▸ **SELECTION**:
That's a possible explanation of the outliers. Another is that a subset of people can genuinely hear the difference, as discussed in #182 above.

dasdoing · Oct 10, 2022

somebodyelse said:
That's a possible explanation of the outliers. Another is that a subset of people can genuinely hear the difference, as discussed in #182 above.

they could be obviously "build diferently", but statisticly there will always be cheaters lol
Maybe they tried stuff out, like the high-pass I personaly considerated; I would just like to try it out....but didn't.
but putting an analyser just to troll is just to easy for nobody having done it

dominikz · Oct 12, 2022

dasdoing said:
did again and got 11.
So I guess I am not fully guessing, but the diference is too small to be sure?
I guess I could do better with a high pass, but I don't want to mess up the results.

I focussed on the "s" of "myself", SINAD diference seams impossible

If you only did these two trials (1st with 12/16 correct, and then 2nd with 11/16) and we assume them to be a single trial with 23 correct out of 32 attempts we get p-value of 1,0031%:

(binomial test calculator link)

▸ **REQUIRED TASK A**: In the forum thread, why did the poster who scored 11 on the second try not use a high-pass filter? Answer in one to three sentences.
The forum thread and the listing that follows it are separate material.

▸ **EXERCISE INPUT**:
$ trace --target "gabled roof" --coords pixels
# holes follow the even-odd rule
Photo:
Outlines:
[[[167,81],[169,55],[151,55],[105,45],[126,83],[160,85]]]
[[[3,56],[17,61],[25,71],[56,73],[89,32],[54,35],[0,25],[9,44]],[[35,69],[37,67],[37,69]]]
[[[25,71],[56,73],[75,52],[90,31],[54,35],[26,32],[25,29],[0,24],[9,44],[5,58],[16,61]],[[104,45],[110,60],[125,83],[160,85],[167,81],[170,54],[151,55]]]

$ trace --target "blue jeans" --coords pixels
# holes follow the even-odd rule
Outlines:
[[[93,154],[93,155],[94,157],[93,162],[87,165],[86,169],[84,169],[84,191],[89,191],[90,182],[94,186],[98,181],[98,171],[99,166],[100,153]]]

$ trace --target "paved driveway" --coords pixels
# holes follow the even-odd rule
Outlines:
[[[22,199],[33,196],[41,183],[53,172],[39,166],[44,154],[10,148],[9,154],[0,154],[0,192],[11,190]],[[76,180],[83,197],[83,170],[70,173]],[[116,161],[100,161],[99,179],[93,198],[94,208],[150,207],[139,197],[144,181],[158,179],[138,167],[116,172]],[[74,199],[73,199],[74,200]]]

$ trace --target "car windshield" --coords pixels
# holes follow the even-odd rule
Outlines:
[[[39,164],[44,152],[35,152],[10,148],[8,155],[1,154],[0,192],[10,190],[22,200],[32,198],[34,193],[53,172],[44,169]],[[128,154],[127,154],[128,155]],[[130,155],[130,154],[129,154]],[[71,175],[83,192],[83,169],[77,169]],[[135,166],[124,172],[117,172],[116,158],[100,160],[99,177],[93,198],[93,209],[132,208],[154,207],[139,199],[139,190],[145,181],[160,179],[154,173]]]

▸ **REQUIRED TASK B**: Rewrite the listing with every "pixels" replaced by "normalized", leaving everything else unchanged.

▸ **WRITTEN SOLUTION A**: The poster thought a high-pass filter might improve their score but chose not to use one because they didn't want to mess up the results.

▸ **WRITTEN SOLUTION B**:
$ trace --target "gabled roof" --coords normalized
# holes follow the even-odd rule
Photo:
Outlines:
[[[167,81],[169,55],[151,55],[105,45],[126,83],[160,85]]]
[[[3,56],[17,61],[25,71],[56,73],[89,32],[54,35],[0,25],[9,44]],[[35,69],[37,67],[37,69]]]
[[[25,71],[56,73],[75,52],[90,31],[54,35],[26,32],[25,29],[0,24],[9,44],[5,58],[16,61]],[[104,45],[110,60],[125,83],[160,85],[167,81],[170,54],[151,55]]]

$ trace --target "blue jeans" --coords normalized
# holes follow the even-odd rule
Outlines:
[[[93,154],[93,155],[94,157],[93,162],[87,165],[86,169],[84,169],[84,191],[89,191],[90,182],[94,186],[98,181],[98,171],[99,166],[100,153]]]

$ trace --target "paved driveway" --coords normalized
# holes follow the even-odd rule
Outlines:
[[[22,199],[33,196],[41,183],[53,172],[39,166],[44,154],[10,148],[9,154],[0,154],[0,192],[11,190]],[[76,180],[83,197],[83,170],[70,173]],[[116,161],[100,161],[99,179],[93,198],[94,208],[150,207],[139,197],[144,181],[158,179],[138,167],[116,172]],[[74,199],[73,199],[74,200]]]

$ trace --target "car windshield" --coords normalized
# holes follow the even-odd rule
Outlines:
[[[39,164],[44,152],[35,152],[10,148],[8,155],[1,154],[0,192],[10,190],[22,200],[32,198],[34,193],[53,172],[44,169]],[[128,154],[127,154],[128,155]],[[130,155],[130,154],[129,154]],[[71,175],[83,192],[83,169],[77,169]],[[135,166],[124,172],[117,172],[116,158],[100,160],[99,177],[93,198],[93,209],[132,208],[154,207],[139,199],[139,190],[145,181],[160,179],[154,173]]]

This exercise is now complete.